───── Document segment ─────

1928 - Alderson High School - 1968


Memories of Lexington and V. M. I.

John McCurdy - May 17, 2011

When I was a kid and living on Kerr’s Creek near Lexington, Virginia. I spent a lot of my time in town, my dad ran the Commissary at V. M. I. and I worked many Saturdays and several summers for him. While at Lexington High School I played football in the autumn and ran for the track team in the spring, (Lexington did not have a baseball team). I delivered groceries all around Lexington in the little red International truck that belonged to the Commissary, I didn’t have a license but it didn’t seem a problem to me or to my dad. The Commissary sold to the Faculty and staff of V. M. I. and about anyone else and they would deliver. I drove very cautiously on the side streets of the town and never had any problems. I did learn a lot about the town.

─────

▶ Task objective
Answer these questions from the memoir about Lexington and V. M. I.
(a) What did the writer's dad run at V. M. I.?
(b) What sport did the writer play in the autumn at Lexington High School?
(c) What vehicle did the writer use to deliver groceries around Lexington?

───── Data ─────

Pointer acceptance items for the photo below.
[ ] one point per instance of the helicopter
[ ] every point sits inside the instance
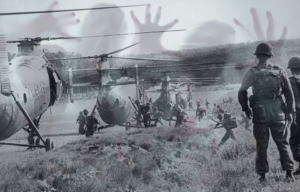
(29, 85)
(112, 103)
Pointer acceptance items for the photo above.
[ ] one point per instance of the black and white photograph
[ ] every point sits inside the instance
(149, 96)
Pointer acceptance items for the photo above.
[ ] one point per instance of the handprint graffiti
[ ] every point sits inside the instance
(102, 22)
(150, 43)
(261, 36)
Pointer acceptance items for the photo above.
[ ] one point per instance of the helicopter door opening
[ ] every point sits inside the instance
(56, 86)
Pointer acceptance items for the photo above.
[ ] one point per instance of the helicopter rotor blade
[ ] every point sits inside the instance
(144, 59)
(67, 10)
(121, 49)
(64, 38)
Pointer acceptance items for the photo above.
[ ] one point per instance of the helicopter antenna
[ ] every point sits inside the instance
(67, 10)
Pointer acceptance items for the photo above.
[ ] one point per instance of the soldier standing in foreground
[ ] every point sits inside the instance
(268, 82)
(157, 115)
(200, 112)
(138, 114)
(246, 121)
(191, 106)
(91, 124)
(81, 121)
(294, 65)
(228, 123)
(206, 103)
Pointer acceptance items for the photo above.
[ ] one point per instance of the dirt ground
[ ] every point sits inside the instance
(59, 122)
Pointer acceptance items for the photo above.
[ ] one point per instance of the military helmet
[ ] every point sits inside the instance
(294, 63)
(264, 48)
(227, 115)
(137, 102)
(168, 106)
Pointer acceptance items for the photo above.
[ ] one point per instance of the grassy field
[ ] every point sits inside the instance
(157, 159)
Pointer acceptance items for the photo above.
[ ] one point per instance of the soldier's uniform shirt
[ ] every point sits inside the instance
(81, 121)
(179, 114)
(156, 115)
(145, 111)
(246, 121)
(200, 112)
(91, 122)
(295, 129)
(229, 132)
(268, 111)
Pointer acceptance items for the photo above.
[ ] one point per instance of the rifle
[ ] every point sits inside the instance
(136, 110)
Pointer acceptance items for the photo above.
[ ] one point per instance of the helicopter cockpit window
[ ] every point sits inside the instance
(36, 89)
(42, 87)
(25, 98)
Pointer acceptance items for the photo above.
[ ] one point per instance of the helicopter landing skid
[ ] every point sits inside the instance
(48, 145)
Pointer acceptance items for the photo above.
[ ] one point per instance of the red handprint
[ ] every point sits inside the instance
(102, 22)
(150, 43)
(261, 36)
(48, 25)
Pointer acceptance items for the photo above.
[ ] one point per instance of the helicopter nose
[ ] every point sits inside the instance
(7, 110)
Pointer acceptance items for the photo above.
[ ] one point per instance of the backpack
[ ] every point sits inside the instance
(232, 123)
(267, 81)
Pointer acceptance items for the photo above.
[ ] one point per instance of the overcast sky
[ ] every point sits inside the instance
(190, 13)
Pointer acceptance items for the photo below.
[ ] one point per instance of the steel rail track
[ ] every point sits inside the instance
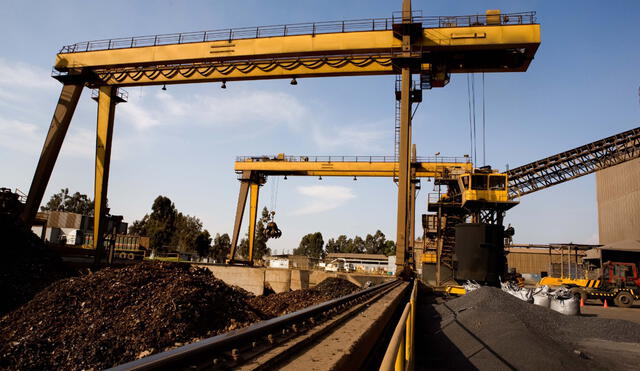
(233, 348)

─────
───── Data ─────

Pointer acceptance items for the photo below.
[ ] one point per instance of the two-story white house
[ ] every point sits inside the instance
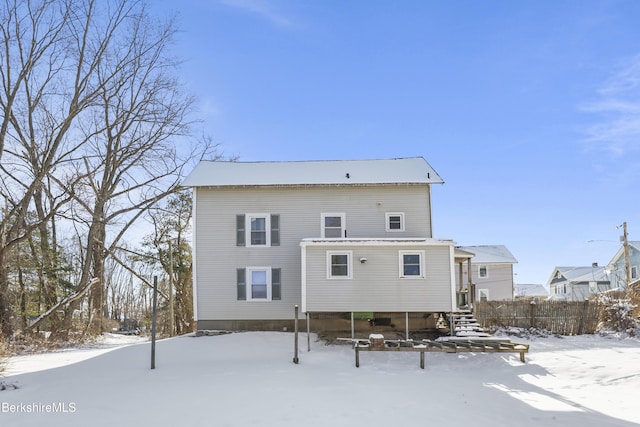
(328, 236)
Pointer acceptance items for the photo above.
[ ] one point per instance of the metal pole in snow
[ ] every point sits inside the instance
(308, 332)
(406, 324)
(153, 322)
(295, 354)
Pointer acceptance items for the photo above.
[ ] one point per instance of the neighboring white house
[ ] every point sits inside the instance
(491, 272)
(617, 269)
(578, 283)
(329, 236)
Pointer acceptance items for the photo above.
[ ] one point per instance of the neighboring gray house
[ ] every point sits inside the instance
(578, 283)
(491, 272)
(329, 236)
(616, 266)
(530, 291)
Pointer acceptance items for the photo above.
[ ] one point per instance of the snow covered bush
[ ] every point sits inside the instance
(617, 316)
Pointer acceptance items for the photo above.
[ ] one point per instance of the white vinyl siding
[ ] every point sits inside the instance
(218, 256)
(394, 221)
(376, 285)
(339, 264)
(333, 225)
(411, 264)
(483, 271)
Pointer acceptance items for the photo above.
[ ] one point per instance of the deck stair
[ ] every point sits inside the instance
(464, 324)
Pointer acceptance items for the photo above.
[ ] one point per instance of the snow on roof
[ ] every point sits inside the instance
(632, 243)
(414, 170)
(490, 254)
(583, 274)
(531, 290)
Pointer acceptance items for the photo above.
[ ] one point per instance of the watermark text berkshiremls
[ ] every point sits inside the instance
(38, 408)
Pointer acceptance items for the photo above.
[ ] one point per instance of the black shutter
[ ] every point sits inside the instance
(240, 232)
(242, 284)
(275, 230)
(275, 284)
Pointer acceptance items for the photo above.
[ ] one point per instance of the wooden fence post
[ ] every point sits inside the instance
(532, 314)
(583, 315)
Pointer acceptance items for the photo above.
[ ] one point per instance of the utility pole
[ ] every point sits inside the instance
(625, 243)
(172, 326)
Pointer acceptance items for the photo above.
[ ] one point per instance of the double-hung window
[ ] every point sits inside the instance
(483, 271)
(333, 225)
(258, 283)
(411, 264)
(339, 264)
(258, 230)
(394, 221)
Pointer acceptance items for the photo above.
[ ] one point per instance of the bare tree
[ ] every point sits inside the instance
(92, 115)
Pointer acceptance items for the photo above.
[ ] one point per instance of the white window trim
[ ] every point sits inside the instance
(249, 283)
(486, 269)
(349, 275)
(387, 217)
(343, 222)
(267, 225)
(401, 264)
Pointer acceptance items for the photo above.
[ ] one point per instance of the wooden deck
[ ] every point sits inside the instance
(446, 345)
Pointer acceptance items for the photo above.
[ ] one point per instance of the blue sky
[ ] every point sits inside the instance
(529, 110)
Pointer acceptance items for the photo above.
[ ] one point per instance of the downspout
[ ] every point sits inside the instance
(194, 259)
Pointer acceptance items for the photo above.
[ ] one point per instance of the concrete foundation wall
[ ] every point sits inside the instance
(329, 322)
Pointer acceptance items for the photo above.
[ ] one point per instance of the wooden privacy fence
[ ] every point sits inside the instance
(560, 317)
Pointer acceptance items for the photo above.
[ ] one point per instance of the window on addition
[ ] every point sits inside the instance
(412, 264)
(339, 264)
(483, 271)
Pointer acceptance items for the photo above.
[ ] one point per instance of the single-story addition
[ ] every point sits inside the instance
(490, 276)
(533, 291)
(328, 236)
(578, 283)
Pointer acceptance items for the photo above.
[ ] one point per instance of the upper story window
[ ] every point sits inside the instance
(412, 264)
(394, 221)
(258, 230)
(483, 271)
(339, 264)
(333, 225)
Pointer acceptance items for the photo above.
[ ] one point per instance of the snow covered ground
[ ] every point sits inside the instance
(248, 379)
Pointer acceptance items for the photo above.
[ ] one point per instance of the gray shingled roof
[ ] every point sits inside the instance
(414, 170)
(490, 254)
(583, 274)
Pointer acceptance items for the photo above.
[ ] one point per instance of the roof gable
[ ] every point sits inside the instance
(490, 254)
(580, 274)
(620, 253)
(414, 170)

─────

▶ Solution for this task
(a) The Commissary.
(b) Football.
(c) The little red International truck that belonged to the Commissary.